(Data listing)
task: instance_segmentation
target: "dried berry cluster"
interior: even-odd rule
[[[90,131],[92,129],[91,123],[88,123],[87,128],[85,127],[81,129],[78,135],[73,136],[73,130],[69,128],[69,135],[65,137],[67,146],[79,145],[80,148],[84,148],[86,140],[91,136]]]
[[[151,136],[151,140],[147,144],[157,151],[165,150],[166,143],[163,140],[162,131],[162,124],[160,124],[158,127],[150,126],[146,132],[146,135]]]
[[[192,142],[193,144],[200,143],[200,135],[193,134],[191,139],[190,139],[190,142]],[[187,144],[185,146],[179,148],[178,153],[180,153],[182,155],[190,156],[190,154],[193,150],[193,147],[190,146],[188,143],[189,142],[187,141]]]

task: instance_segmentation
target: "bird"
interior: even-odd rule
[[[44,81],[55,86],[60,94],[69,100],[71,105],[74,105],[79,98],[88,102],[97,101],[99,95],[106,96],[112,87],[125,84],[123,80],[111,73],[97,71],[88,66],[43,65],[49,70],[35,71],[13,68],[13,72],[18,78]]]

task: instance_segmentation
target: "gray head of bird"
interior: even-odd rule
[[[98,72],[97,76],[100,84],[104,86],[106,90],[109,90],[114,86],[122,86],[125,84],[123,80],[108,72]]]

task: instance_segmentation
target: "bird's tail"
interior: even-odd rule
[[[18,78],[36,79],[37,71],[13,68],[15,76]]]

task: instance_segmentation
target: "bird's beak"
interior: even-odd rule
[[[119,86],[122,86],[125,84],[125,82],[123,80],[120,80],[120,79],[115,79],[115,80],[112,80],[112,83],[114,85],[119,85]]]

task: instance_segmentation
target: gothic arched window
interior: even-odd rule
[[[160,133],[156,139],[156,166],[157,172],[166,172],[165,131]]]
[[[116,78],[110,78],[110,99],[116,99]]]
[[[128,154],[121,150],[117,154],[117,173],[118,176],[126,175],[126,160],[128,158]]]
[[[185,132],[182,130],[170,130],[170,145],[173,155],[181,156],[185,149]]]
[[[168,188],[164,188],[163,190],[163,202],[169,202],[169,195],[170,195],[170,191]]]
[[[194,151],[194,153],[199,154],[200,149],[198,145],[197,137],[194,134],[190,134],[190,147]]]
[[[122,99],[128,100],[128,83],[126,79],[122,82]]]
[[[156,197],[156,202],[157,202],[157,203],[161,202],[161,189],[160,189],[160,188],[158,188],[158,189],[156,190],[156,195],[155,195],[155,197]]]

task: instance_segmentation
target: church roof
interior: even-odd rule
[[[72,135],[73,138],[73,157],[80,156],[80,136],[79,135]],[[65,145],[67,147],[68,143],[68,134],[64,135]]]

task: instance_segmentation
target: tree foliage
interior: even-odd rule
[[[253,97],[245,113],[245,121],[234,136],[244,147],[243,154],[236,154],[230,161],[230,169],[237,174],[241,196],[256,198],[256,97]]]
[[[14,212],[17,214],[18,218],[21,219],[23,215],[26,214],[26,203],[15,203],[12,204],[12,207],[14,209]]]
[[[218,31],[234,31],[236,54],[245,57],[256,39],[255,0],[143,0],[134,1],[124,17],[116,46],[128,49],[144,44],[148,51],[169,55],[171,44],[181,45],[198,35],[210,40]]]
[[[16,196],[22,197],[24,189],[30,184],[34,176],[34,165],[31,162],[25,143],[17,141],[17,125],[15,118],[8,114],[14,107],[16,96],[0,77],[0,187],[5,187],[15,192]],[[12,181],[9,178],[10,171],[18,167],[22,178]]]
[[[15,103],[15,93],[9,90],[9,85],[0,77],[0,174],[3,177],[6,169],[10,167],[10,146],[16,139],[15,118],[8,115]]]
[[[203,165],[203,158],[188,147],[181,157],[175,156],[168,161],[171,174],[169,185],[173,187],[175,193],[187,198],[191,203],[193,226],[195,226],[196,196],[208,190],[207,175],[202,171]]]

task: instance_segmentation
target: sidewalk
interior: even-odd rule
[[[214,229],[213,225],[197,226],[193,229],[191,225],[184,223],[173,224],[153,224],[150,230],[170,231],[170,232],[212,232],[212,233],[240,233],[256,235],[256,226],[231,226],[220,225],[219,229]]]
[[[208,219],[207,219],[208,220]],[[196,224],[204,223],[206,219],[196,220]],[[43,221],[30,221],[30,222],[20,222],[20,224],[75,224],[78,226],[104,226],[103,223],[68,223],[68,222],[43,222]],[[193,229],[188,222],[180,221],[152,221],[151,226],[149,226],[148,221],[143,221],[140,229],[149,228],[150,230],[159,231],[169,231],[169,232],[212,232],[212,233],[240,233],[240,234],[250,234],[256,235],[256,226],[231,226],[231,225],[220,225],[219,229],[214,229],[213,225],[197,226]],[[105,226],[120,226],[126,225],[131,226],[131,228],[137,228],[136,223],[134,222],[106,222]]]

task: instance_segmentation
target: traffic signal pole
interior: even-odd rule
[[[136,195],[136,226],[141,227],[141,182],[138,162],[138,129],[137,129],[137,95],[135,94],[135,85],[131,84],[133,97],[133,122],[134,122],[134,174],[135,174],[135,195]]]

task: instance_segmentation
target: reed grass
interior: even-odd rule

= Instructions for the task =
Pull out each line in the entries above that contains the word "target".

= Exercise output =
target: "dried berry cluster"
target: "bird"
target: "gray head of bird"
target: "bird's tail"
target: "bird's beak"
target: gothic arched window
target: church roof
target: tree foliage
target: sidewalk
target: traffic signal pole
target: reed grass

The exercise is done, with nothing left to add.